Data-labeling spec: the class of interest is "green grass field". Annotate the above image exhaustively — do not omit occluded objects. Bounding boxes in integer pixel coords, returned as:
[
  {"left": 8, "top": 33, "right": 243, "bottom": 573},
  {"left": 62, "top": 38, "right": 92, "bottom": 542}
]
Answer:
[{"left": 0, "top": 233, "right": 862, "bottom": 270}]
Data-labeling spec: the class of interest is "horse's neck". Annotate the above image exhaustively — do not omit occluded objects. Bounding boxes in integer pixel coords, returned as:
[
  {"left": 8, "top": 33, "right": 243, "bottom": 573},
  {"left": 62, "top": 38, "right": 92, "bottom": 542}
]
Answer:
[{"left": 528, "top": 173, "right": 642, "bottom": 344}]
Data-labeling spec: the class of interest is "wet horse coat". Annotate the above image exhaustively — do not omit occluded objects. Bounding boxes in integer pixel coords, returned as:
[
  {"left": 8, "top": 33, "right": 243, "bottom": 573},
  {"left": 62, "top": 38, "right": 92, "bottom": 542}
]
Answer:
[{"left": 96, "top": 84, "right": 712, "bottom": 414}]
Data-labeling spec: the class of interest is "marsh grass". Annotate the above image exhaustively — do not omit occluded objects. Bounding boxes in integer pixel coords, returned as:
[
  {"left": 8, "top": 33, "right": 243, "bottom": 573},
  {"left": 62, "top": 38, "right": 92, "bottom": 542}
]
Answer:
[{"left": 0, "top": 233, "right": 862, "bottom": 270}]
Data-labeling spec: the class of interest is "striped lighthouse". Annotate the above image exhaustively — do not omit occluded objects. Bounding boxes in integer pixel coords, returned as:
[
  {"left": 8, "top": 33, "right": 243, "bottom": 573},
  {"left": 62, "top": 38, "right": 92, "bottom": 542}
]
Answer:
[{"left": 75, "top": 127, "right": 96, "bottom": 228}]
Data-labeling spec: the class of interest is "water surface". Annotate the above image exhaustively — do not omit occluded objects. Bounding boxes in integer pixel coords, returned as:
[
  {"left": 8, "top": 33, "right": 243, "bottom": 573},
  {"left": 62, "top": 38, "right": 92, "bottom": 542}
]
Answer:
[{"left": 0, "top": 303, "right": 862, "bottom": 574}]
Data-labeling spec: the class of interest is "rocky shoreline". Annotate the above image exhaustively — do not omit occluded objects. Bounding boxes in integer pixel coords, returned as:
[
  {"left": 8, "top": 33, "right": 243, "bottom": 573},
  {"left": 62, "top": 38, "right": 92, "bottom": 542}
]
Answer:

GOAL ▸ Gather every line from the records above that contains the string "grass", and copy each one as it appears.

EXERCISE RESPONSE ▸
Data-labeling spec: the class of interest is "green grass field". Annotate the above image exhaustively — do not omit occluded objects. Bounding boxes in integer pixel coords, returned as:
Data-labeling spec: the class of interest is "marsh grass". Annotate the above image exhaustively — do not omit occluded objects. Bounding boxes in integer pixel coords, returned as:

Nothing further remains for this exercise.